> **SET EXERCISE 1**
In the rcu_do_batch patch thread, why does Eric Dumazet consider the patch unnecessary? Answer in one to three sentences.
> **SET EXERCISE 2**
In the rcu_do_batch patch thread, which barrier does Oleg Nesterov think should suffice, even though mb() looks more suitable?
> **SET EXERCISE 3**
Extend the rcu_do_batch patch thread with the next reply, starting right after its last sentence.

** Begin DOCUMENT EXCERPT **

LinuxLists.cc - PATCH? rcu_do_batch: fix a pure theoretical memory ordering race

2006-12-02 21:25:46

Subject: PATCH? rcu_do_batch: fix a pure theoretical memory ordering race

On top of rcu-add-a-prefetch-in-rcu_do_batch.patch

rcu_do_batch:

struct rcu_head *next, *list;

while (list) {
next = list->next; <------ [1]
list->func(list);
list = next;
}

We can't trust *list after list->func() call, that is why we load list->next
beforehand. However I suspect in theory this is not enough, suppose that

- [1] is stalled

- list->func() marks *list as unused in some way

- another CPU re-uses this rcu_head and dirties it

- [1] completes and gets a wrong result

This means we need a barrier in between. mb() looks more suitable, but I think
rmb() should suffice.

Signed-off-by: Oleg Nesterov <[email protected]>

--- 19-rc6/kernel/rcupdate.c~rdp 2006-12-02 20:46:03.000000000 +0300
+++ 19-rc6/kernel/rcupdate.c 2006-12-02 21:04:12.000000000 +0300
@@ -236,6 +236,8 @@ static void rcu_do_batch(struct rcu_data
list = rdp->donelist;
while (list) {
next = list->next;
+ /* complete the load above before we call ->func() */
+ smp_rmb();
prefetch(next);
list->func(list);
list = next;

2006-12-03 17:39:32

by Eric Dumazet

[permalink] [raw]

Subject: Re: PATCH? rcu_do_batch: fix a pure theoretical memory ordering race

Oleg Nesterov a ?crit :
> On top of rcu-add-a-prefetch-in-rcu_do_batch.patch
>
> rcu_do_batch:
>
> struct rcu_head *next, *list;
>
> while (list) {
> next = list->next; <------ [1]
> list->func(list);
> list = next;
> }
>
> We can't trust *list after list->func() call, that is why we load list->next
> beforehand. However I suspect in theory this is not enough, suppose that
>
> - [1] is stalled
>
> - list->func() marks *list as unused in some way
>
> - another CPU re-uses this rcu_head and dirties it
>
> - [1] completes and gets a wrong result
>
> This means we need a barrier in between. mb() looks more suitable, but I think
> rmb() should suffice.
>

Well, hopefully the "list->func()" MUST do the right thing [*], so your patch
is not necessary.

For example, most structures are freed with kfree()/kmem_cache_free() and
these functions MUST imply an smp_mb() [if/when exchanging data with other
cpus], or else many uses in the kernel should be corrected as well.

[*] : In particular, slab code managment does something special when
transfering local objects from local cpu A store to 'other cpus B'.
Other mechanisms should also use some kind of memory barrier in order to
transfer an object to another cpu too, or you could imagine in flight stores
from CPU A overwriting an object that was 'given' to CPU B.

** End DOCUMENT EXCERPT **
** Begin INFORMATION GIVEN **

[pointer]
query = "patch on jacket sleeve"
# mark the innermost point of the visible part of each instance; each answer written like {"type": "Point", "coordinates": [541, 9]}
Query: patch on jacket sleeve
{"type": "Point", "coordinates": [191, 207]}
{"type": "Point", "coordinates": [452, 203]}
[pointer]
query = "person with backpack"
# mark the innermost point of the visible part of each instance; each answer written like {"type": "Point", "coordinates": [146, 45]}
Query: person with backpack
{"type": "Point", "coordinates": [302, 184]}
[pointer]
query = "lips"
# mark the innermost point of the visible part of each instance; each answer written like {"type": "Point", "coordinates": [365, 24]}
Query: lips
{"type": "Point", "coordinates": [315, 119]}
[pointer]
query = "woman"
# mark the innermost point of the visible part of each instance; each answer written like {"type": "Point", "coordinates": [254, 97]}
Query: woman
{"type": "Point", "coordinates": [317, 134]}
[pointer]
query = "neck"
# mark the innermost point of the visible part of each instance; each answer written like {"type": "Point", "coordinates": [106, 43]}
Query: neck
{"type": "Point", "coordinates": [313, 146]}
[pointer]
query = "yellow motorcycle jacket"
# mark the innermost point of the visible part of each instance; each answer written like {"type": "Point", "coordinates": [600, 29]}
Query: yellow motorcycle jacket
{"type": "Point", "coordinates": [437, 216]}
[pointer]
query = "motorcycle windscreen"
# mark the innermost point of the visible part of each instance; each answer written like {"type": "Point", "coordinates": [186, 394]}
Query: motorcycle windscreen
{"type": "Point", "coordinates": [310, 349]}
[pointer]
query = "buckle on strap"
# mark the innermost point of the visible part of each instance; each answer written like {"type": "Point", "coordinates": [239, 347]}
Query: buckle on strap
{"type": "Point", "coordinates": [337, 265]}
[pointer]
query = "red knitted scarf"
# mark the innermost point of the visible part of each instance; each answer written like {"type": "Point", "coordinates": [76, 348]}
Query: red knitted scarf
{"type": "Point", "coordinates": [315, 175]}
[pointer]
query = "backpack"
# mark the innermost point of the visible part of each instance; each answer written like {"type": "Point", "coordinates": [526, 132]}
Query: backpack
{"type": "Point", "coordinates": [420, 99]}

** End INFORMATION GIVEN **

> **EXERCISE ANSWER 1**
He holds that list->func() must already do the right thing. Most structures are freed with kfree() or kmem_cache_free(), and these must imply an smp_mb() when exchanging data with other CPUs. If they did not, many other uses in the kernel would also need fixing.

> **EXERCISE ANSWER 2**
rmb()

> **EXERCISE ANSWER 3**
2006-12-03 20:02:44

by Oleg Nesterov

[permalink] [raw]

Subject: Re: PATCH? rcu_do_batch: fix a pure theoretical memory ordering race

On 12/03, Eric Dumazet wrote:
>
> Oleg Nesterov a ?crit :
> >On top of rcu-add-a-prefetch-in-rcu_do_batch.patch
> >
> >rcu_do_batch:
> >
> > struct rcu_head *next, *list;
> >
> > while (list) {
> > next = list->next; <------ [1]
> > list->func(list);
> > list = next;
> > }
> >
> >We can't trust *list after list->func() call, that is why we load
> >list->next
> >beforehand. However I suspect in theory this is not enough, suppose that
> >
> > - [1] is stalled
> >
> > - list->func() marks *list as unused in some way
> >
> > - another CPU re-uses this rcu_head and dirties it
> >
> > - [1] completes and gets a wrong result
> >
> >This means we need a barrier in between. mb() looks more suitable, but I
> >think
> >rmb() should suffice.
> >
>
> Well, hopefully the "list->func()" MUST do the right thing [*], so your
> patch is not necessary.

Yes, I don't claim it is necessary, note the "pure theoretical".

> For example, most structures are freed with kfree()/kmem_cache_free() and
> these functions MUST imply an smp_mb() [if/when exchanging data with other
> cpus], or else many uses in the kernel should be corrected as well.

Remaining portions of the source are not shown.